• _Excerpted text_:
Halloween is a time of fun and games for children and adults alike, but on November 1, many of us wake to the horror of cleaning messes we’re not used to. Cleanipedia has shared some tips for tackling the most common Samhain stains.
If your child came home with a major haul of sweets and treats from trick-or-treating, then you probably will find some melted remains that look like a nightmare to clean up.
If chocolate has melted into the carpet, furniture or upholstery, scrape as much of it off as possible with a dull knife. Next, use a cloth dipped in washing up detergent and cool water to gently blot the stain, moving the cloth towards the centre of the stain to stop it from spreading. Once the chocolate stain has gone, pat it dry with a paper towel.
The above method also works if a sweet has melted into your furniture or carpet, or you can hold a bag of ice to the stain first to freeze it and make it easier to chip off, which is a great way to remove chewing gum.
Did you hand banners, balloons and decorations with sticky tape? If it has left marks on a window or a mirror, apply a small amount of rubbing alcohol to a soft cloth and wipe the stain in circular motions. If tape is stuck to your walls, heat it with a hairdryer for a few minutes to make it easier to gently peel off. Blu-tack on the walls should be gently rolled off and any remaining blu-tack marks can be removed with a citrus-based stain remover.

(Region descriptions in natural language)
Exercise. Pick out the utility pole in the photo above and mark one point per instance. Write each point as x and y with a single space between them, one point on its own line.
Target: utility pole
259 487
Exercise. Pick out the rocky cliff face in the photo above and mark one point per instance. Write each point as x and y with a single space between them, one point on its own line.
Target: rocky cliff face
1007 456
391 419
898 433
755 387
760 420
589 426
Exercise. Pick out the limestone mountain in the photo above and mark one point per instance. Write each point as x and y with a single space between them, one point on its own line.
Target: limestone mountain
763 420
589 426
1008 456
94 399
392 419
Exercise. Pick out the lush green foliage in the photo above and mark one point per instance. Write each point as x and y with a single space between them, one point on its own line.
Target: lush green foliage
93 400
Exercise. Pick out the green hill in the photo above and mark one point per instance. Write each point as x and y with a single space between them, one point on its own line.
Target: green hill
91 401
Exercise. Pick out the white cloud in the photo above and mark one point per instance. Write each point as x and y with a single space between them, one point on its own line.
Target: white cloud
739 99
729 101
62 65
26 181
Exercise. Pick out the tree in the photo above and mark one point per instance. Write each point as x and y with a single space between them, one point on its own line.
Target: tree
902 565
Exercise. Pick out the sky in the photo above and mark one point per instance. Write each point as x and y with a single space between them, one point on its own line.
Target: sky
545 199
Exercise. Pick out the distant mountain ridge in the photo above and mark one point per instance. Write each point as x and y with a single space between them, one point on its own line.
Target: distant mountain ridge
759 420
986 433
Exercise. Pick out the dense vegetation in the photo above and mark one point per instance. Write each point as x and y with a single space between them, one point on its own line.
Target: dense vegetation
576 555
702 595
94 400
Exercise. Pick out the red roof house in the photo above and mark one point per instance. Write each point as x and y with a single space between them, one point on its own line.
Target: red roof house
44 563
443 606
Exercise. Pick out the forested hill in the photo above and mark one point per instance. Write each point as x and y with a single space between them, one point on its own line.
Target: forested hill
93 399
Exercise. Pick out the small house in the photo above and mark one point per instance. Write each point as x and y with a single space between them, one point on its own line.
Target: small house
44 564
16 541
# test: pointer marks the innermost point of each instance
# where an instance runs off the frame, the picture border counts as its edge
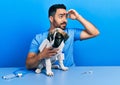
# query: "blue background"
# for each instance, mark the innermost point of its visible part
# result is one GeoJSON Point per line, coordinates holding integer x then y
{"type": "Point", "coordinates": [20, 20]}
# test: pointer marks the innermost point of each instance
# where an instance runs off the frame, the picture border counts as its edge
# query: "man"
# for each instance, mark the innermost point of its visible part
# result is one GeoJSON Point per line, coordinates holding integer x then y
{"type": "Point", "coordinates": [58, 19]}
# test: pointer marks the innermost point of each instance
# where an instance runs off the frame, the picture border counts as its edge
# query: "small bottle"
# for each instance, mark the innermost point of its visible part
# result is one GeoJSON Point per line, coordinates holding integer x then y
{"type": "Point", "coordinates": [9, 76]}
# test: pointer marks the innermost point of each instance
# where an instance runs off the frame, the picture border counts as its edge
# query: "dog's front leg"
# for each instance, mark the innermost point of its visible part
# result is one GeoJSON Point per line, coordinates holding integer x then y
{"type": "Point", "coordinates": [61, 58]}
{"type": "Point", "coordinates": [48, 67]}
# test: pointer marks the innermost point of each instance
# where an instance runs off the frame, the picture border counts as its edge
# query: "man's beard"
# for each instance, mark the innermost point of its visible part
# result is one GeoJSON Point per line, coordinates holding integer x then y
{"type": "Point", "coordinates": [60, 25]}
{"type": "Point", "coordinates": [63, 27]}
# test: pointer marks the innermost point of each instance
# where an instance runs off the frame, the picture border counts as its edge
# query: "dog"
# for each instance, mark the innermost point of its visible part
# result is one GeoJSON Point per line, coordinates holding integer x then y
{"type": "Point", "coordinates": [55, 39]}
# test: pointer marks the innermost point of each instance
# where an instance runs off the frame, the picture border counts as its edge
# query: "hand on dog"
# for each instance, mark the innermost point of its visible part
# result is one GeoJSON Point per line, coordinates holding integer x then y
{"type": "Point", "coordinates": [48, 52]}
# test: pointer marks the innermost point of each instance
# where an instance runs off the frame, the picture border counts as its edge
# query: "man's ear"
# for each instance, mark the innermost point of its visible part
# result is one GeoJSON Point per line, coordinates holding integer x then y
{"type": "Point", "coordinates": [51, 19]}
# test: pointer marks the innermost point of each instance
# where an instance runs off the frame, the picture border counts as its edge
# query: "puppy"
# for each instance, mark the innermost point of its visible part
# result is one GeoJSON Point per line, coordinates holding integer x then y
{"type": "Point", "coordinates": [55, 39]}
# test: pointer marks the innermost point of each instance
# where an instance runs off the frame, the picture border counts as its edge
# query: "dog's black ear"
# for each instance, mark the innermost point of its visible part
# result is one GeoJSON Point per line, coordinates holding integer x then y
{"type": "Point", "coordinates": [66, 36]}
{"type": "Point", "coordinates": [50, 36]}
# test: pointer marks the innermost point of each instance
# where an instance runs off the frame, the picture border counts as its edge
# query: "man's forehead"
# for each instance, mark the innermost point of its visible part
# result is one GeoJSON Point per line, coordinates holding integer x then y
{"type": "Point", "coordinates": [61, 11]}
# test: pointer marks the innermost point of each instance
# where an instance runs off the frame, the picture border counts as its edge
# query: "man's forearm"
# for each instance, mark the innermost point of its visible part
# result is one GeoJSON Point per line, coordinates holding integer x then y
{"type": "Point", "coordinates": [90, 28]}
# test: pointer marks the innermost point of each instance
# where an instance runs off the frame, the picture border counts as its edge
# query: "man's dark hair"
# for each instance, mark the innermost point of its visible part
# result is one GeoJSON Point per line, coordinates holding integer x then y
{"type": "Point", "coordinates": [53, 8]}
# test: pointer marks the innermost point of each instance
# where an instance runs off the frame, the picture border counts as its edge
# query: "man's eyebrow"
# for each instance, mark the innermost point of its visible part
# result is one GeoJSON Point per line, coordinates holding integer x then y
{"type": "Point", "coordinates": [63, 14]}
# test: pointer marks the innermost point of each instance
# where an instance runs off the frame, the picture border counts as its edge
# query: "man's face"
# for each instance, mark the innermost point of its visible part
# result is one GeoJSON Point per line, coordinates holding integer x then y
{"type": "Point", "coordinates": [60, 19]}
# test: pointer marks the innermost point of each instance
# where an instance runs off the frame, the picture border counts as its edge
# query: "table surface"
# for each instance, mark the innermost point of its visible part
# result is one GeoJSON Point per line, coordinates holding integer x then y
{"type": "Point", "coordinates": [102, 75]}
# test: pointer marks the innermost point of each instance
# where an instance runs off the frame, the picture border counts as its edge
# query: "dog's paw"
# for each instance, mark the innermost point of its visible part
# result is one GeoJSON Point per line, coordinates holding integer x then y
{"type": "Point", "coordinates": [55, 66]}
{"type": "Point", "coordinates": [50, 73]}
{"type": "Point", "coordinates": [64, 68]}
{"type": "Point", "coordinates": [38, 71]}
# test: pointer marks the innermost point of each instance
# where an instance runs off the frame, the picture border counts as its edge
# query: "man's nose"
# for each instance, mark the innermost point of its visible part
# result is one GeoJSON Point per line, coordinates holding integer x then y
{"type": "Point", "coordinates": [65, 19]}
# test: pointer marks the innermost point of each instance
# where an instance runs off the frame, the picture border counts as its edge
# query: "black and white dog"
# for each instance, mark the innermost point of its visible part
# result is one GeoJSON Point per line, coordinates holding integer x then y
{"type": "Point", "coordinates": [56, 39]}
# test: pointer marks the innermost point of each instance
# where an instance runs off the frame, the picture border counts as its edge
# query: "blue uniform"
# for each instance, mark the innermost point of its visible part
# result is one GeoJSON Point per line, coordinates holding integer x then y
{"type": "Point", "coordinates": [74, 34]}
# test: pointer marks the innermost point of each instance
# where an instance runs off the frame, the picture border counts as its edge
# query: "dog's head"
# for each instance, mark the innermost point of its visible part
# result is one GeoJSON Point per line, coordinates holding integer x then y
{"type": "Point", "coordinates": [56, 37]}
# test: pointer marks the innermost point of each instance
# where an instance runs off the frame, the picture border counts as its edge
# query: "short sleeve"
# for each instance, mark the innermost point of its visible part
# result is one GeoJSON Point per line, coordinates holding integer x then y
{"type": "Point", "coordinates": [35, 44]}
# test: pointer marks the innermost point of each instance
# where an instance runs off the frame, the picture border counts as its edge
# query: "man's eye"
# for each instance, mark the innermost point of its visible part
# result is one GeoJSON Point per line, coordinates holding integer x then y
{"type": "Point", "coordinates": [60, 16]}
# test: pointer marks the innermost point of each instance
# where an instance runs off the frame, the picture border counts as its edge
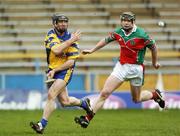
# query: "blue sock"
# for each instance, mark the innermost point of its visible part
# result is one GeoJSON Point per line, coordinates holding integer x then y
{"type": "Point", "coordinates": [44, 122]}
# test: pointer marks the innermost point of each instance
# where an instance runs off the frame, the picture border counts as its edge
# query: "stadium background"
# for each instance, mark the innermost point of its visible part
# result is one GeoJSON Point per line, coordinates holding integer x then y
{"type": "Point", "coordinates": [24, 24]}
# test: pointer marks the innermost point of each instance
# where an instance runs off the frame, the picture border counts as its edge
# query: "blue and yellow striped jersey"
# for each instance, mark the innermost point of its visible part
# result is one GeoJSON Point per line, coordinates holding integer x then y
{"type": "Point", "coordinates": [52, 40]}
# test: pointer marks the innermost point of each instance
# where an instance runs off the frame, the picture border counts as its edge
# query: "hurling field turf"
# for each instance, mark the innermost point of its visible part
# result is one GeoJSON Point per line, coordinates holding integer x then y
{"type": "Point", "coordinates": [106, 123]}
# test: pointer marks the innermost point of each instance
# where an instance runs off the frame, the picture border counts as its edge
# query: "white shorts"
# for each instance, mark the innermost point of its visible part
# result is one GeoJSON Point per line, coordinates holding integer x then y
{"type": "Point", "coordinates": [129, 72]}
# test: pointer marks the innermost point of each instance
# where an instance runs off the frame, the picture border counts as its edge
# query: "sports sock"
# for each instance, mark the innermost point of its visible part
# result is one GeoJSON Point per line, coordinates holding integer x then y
{"type": "Point", "coordinates": [44, 122]}
{"type": "Point", "coordinates": [89, 117]}
{"type": "Point", "coordinates": [155, 96]}
{"type": "Point", "coordinates": [83, 104]}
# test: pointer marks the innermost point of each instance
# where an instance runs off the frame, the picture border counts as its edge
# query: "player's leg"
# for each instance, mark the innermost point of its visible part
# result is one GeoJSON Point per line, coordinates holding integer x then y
{"type": "Point", "coordinates": [67, 100]}
{"type": "Point", "coordinates": [110, 85]}
{"type": "Point", "coordinates": [145, 95]}
{"type": "Point", "coordinates": [54, 90]}
{"type": "Point", "coordinates": [138, 95]}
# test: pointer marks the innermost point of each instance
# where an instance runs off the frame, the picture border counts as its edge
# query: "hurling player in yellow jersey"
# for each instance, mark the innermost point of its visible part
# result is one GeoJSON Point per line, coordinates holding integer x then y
{"type": "Point", "coordinates": [62, 52]}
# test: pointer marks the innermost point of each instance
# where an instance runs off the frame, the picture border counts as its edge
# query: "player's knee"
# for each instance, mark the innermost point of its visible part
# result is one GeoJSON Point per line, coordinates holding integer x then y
{"type": "Point", "coordinates": [50, 97]}
{"type": "Point", "coordinates": [65, 103]}
{"type": "Point", "coordinates": [105, 94]}
{"type": "Point", "coordinates": [136, 100]}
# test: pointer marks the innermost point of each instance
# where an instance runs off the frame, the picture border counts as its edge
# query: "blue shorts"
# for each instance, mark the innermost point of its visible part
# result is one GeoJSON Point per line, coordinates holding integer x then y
{"type": "Point", "coordinates": [65, 75]}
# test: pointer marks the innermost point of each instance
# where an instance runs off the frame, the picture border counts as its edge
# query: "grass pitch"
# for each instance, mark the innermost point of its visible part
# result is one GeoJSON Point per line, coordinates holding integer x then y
{"type": "Point", "coordinates": [105, 123]}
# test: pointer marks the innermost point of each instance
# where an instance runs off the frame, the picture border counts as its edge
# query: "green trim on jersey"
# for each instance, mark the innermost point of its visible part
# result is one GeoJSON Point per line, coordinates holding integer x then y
{"type": "Point", "coordinates": [138, 34]}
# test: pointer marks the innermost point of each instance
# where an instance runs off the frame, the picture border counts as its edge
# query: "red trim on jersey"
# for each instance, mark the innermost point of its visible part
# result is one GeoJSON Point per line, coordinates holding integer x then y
{"type": "Point", "coordinates": [129, 51]}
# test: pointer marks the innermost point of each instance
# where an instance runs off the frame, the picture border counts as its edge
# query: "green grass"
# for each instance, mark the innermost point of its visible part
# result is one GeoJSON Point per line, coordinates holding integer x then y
{"type": "Point", "coordinates": [105, 123]}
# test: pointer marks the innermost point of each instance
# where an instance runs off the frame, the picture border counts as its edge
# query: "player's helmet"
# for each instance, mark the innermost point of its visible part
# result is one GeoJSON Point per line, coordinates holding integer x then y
{"type": "Point", "coordinates": [59, 17]}
{"type": "Point", "coordinates": [128, 15]}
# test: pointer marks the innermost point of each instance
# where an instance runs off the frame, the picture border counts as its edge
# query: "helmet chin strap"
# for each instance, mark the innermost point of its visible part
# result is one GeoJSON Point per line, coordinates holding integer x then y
{"type": "Point", "coordinates": [128, 30]}
{"type": "Point", "coordinates": [60, 31]}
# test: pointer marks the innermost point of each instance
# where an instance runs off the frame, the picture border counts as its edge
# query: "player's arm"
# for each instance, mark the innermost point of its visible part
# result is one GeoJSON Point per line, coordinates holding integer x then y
{"type": "Point", "coordinates": [59, 49]}
{"type": "Point", "coordinates": [155, 63]}
{"type": "Point", "coordinates": [66, 65]}
{"type": "Point", "coordinates": [103, 42]}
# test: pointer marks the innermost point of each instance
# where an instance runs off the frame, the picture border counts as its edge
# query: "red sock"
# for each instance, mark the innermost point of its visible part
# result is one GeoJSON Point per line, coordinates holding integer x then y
{"type": "Point", "coordinates": [89, 117]}
{"type": "Point", "coordinates": [155, 96]}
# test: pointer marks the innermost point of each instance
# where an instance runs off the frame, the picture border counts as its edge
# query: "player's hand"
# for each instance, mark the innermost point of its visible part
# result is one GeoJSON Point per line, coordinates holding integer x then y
{"type": "Point", "coordinates": [51, 74]}
{"type": "Point", "coordinates": [84, 52]}
{"type": "Point", "coordinates": [76, 36]}
{"type": "Point", "coordinates": [156, 65]}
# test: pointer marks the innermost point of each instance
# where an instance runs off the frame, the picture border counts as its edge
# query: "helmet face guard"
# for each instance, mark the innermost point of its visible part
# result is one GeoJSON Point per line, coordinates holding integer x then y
{"type": "Point", "coordinates": [128, 16]}
{"type": "Point", "coordinates": [59, 17]}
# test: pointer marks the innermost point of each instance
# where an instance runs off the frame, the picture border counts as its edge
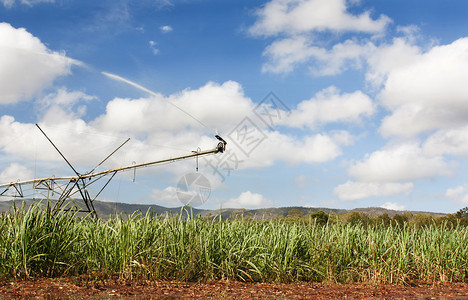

• _Work required_:
Resume the text on cleaning up Halloween stains, picking up after its last sentence about blu-tack marks.

• _Answer to the problem_:
If there are face paint and fake blood spills and stains in your home, they can be tricky to remove. Fake blood is usually oil-based, so if it’s spilled on fabric, you will need more than water. If it’s still wet, blot it with a paper towel and apply some shaving cream. Clean the stain away with cold water and a cloth.
If fake blood has soaked into your clothes, rub talcum powder into the stain and apply white vinegar. Leave it to soak overnight and wash the clothes on a cold wash with a biological detergent.
For face paint stains on clothes, soak it with rubbing alcohol or nail polish remover. Next, flip the fabric over and run cold water through the stain to push the paint out of the fibres. Wash the garment on a hot wash with a biological washing powder.